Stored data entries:
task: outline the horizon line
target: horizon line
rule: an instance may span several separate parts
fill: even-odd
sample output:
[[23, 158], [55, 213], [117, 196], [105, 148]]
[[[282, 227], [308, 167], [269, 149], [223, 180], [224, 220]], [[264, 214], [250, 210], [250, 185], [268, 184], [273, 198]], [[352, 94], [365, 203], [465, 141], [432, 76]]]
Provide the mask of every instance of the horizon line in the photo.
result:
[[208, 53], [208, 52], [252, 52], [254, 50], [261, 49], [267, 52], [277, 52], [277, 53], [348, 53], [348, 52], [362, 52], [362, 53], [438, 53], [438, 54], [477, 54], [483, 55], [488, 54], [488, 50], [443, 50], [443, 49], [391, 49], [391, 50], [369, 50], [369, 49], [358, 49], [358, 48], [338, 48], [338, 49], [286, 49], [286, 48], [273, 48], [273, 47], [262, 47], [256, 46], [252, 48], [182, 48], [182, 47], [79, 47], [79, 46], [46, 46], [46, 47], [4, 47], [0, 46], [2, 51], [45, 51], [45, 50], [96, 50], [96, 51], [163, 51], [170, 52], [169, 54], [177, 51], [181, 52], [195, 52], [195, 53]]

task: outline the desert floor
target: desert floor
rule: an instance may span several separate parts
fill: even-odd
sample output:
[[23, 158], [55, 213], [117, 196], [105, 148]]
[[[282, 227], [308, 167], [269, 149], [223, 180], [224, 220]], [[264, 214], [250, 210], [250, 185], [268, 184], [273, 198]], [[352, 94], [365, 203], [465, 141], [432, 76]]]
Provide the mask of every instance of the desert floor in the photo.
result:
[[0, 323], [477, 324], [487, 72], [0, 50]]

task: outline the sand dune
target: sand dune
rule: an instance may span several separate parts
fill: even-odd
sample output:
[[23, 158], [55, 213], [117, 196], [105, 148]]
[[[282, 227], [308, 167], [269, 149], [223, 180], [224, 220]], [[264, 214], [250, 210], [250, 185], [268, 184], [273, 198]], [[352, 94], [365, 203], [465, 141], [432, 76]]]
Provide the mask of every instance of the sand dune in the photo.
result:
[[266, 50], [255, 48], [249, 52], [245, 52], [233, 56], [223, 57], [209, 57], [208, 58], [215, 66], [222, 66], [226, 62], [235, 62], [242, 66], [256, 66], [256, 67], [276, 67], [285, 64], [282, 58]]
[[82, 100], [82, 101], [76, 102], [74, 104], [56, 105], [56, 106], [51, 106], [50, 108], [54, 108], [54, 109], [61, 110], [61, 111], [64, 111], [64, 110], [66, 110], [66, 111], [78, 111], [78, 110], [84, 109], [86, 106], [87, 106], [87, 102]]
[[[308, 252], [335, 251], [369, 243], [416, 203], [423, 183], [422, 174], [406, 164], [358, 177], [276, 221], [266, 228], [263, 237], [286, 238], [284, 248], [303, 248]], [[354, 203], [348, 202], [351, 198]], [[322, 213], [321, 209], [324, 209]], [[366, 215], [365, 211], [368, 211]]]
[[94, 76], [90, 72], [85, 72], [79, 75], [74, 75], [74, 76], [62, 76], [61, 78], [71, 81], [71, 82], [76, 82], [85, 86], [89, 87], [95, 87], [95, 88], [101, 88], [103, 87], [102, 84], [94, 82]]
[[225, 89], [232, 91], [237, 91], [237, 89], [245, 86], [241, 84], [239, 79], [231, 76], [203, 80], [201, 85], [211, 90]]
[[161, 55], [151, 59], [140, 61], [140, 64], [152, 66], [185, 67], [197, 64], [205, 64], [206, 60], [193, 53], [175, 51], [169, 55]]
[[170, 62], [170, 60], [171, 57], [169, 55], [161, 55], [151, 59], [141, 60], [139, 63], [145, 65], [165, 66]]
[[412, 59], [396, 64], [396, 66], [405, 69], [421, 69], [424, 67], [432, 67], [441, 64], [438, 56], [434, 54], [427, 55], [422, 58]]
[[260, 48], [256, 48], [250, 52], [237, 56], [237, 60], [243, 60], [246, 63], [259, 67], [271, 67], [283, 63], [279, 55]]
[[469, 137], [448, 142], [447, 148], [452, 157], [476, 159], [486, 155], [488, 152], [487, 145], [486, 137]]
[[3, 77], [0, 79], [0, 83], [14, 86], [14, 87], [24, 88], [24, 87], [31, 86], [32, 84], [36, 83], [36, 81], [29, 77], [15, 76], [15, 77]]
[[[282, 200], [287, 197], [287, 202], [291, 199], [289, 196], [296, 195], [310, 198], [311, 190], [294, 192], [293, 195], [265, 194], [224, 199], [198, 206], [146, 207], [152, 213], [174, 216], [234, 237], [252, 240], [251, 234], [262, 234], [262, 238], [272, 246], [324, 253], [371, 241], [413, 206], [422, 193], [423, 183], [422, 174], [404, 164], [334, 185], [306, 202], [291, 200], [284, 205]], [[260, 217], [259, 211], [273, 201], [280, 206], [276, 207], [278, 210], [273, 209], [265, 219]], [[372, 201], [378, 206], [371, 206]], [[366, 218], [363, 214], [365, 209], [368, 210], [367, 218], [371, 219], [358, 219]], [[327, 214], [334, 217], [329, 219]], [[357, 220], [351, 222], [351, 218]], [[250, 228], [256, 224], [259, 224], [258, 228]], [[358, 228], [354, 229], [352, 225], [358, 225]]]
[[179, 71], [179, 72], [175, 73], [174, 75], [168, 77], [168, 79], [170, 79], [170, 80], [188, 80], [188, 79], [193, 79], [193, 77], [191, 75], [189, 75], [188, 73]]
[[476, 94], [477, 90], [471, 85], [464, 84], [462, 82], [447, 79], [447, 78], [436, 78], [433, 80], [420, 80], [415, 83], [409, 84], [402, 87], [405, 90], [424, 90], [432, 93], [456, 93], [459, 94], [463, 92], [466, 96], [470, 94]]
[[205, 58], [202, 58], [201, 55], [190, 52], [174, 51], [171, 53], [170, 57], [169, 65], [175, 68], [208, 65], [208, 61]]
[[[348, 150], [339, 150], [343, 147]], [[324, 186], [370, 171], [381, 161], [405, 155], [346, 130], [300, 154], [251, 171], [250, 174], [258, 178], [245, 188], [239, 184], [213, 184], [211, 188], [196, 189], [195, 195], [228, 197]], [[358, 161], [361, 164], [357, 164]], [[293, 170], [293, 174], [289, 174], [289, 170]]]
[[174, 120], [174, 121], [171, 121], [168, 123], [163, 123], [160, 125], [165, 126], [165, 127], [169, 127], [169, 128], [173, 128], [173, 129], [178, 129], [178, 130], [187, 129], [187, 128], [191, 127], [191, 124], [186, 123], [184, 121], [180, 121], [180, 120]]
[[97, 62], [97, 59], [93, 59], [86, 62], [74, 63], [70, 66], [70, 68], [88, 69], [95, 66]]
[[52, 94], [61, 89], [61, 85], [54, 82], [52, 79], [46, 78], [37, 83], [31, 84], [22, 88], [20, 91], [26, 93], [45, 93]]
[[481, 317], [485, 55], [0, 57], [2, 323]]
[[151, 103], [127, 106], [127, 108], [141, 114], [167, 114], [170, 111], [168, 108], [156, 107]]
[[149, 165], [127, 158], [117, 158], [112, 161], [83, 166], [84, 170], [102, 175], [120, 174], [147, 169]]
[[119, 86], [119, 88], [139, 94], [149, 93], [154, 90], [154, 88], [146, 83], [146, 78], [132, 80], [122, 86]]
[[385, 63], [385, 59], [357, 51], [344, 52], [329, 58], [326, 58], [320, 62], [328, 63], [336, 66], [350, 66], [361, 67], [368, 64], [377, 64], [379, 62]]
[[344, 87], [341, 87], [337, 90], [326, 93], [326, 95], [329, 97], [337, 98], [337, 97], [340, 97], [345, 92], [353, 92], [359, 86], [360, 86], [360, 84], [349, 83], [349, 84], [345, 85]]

WHAT TO PRODUCE
Filter the data for the string "task". Copy each matching line.

REPLY
task: outline the horizon line
task: outline the desert floor
task: outline the sand dune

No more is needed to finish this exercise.